— begin Listed entries —

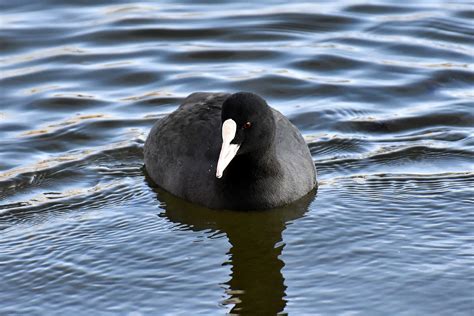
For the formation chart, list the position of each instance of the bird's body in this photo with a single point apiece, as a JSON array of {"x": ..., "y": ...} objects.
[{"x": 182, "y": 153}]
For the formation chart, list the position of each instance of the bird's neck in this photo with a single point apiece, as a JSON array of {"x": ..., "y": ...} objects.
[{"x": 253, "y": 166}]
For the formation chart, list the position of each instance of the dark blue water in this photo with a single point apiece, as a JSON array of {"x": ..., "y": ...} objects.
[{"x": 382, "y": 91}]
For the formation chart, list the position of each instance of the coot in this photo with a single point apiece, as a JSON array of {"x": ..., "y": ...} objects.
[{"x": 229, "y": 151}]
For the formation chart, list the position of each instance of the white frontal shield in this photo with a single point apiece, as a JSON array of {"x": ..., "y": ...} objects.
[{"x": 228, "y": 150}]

— end Listed entries —
— begin Listed entries —

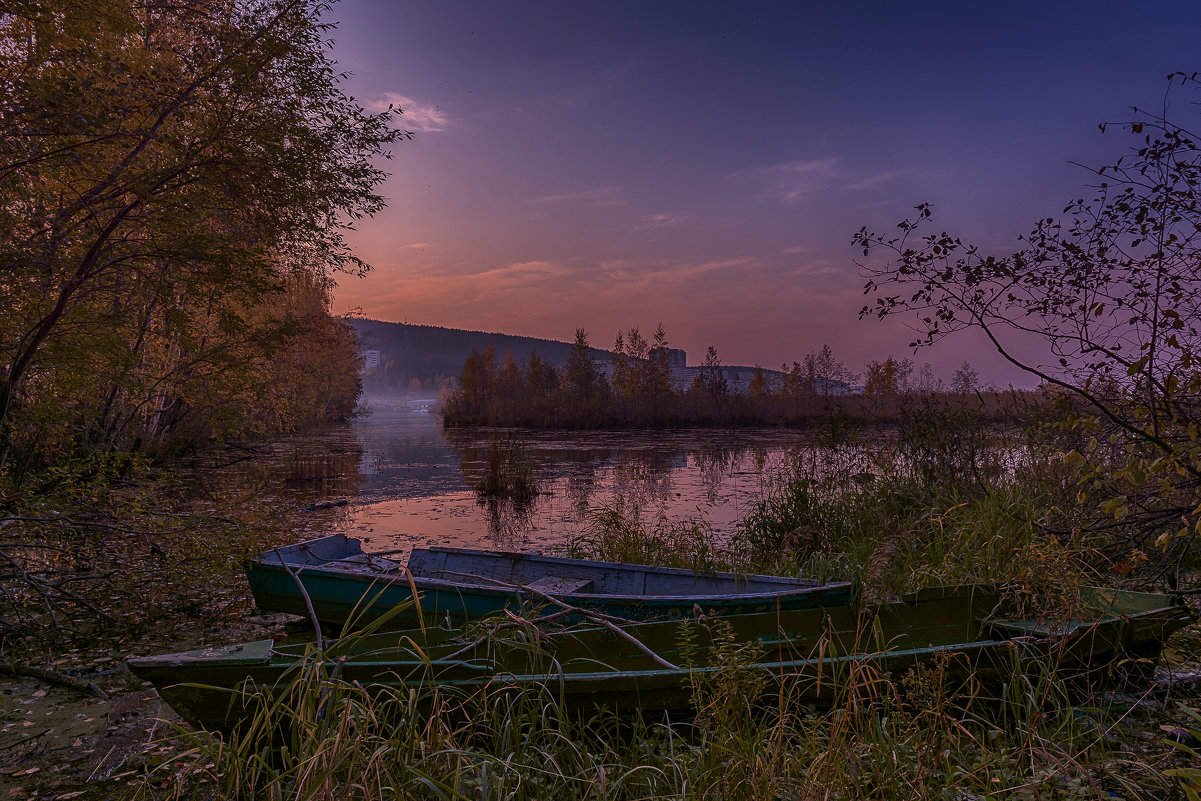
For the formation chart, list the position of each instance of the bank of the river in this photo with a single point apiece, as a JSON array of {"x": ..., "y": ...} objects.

— end Listed entries —
— begin Listed entries —

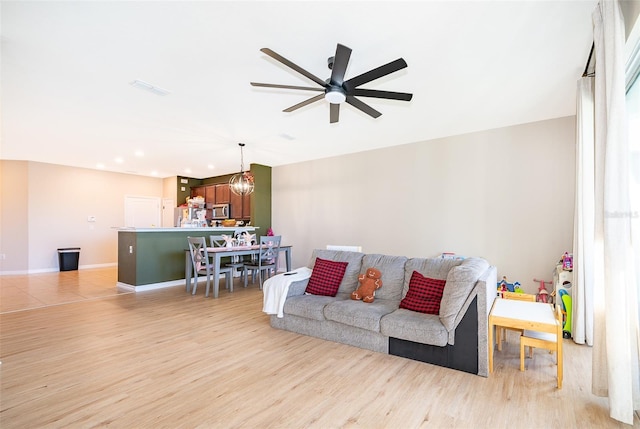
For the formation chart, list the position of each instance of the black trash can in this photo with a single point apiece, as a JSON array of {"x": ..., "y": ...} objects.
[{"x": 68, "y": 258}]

— end Listed entries —

Count how many lines in the items above contain the string "each", treating uppercase and lowercase as different. Reply with the number only.

In response:
7